[Stored data]
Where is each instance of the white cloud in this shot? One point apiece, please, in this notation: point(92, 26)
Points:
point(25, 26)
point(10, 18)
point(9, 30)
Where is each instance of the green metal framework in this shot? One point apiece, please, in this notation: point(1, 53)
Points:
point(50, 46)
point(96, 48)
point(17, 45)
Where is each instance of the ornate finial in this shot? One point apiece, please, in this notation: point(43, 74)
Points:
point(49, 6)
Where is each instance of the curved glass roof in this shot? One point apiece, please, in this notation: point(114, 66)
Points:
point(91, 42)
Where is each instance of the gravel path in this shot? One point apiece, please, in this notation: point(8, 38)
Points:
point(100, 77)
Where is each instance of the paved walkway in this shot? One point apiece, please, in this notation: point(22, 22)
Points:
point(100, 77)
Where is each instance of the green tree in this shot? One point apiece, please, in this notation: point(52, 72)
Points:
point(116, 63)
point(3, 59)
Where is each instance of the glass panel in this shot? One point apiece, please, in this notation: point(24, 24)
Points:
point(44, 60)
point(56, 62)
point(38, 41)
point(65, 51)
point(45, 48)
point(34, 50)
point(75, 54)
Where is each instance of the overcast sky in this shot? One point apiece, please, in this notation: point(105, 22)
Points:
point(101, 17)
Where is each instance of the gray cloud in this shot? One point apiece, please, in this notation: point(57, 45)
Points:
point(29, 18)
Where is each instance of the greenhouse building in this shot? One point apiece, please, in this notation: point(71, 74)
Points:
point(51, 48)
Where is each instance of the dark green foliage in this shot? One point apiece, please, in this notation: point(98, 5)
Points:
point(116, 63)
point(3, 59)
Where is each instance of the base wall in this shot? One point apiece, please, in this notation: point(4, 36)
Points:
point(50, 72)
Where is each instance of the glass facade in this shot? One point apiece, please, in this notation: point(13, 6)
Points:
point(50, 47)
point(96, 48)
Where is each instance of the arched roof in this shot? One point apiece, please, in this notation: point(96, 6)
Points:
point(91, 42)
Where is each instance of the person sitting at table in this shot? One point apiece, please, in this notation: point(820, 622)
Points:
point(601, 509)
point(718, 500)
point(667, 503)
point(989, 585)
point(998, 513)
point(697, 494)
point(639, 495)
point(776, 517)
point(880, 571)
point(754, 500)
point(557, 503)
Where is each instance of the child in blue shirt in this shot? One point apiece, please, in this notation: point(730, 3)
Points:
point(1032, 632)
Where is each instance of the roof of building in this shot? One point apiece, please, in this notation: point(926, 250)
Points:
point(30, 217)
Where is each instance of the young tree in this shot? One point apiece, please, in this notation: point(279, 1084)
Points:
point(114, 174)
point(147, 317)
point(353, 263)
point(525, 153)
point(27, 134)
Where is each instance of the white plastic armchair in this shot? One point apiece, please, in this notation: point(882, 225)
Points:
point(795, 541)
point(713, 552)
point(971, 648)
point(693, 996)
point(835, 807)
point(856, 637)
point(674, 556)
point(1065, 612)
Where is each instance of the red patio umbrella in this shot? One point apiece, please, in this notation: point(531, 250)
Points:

> [What you will do]
Pull out every line from the one with "Where is each instance of the overcast" to the end of the listing, and output only those.

> [Written solution]
Where is each instance of the overcast sky in this shot? One point apiece, please, in this notation: point(105, 22)
Points:
point(101, 17)
Where is each instance of the gray cloud in this shot? One point apiece, please, in this notation: point(57, 45)
Points:
point(29, 18)
Where is each instance of the greenhouse building in this shot? One point apiece, please, in this notation: point(71, 74)
Points:
point(51, 48)
Where is each instance of the dark green foliage in this shot? One point apiece, please, in this notation: point(98, 5)
Points:
point(116, 63)
point(3, 59)
Where is each instance of the base wall in this shot? One point apiece, please, in this notation: point(4, 36)
Points:
point(50, 72)
Where is each instance of the glass facade in this shot? One point apiece, please, in this notation: point(13, 6)
Points:
point(50, 47)
point(96, 48)
Where is each instance of the arched roof in this shot? One point apiece, please, in this notation: point(96, 6)
Points:
point(91, 42)
Where is each instance of the person sitting at table in this shot? One point apiece, please, in this notation: point(820, 622)
Points:
point(601, 509)
point(718, 500)
point(667, 503)
point(989, 585)
point(998, 513)
point(697, 494)
point(639, 495)
point(776, 517)
point(880, 571)
point(754, 500)
point(557, 503)
Where is each instance of the child in blue shirt in this shot? One point apiece, please, in this notation: point(730, 3)
Points:
point(1032, 632)
Where is each instance of the roof of building in this shot? One point apiece, please, in this notation: point(926, 250)
Points:
point(30, 217)
Where is each instance of the young tree in this shot? One point apiece, please, in this notation: point(279, 1084)
Points:
point(114, 174)
point(147, 317)
point(353, 263)
point(525, 153)
point(27, 134)
Where is each instance of the white plastic armchair in this shot? One point apiece, please, in this notation: point(882, 225)
Points:
point(795, 541)
point(713, 552)
point(971, 648)
point(693, 996)
point(835, 807)
point(856, 637)
point(674, 556)
point(1065, 612)
Where is each instance of the red patio umbrella in this shot? One point apiece, please, in this notation: point(531, 250)
Points:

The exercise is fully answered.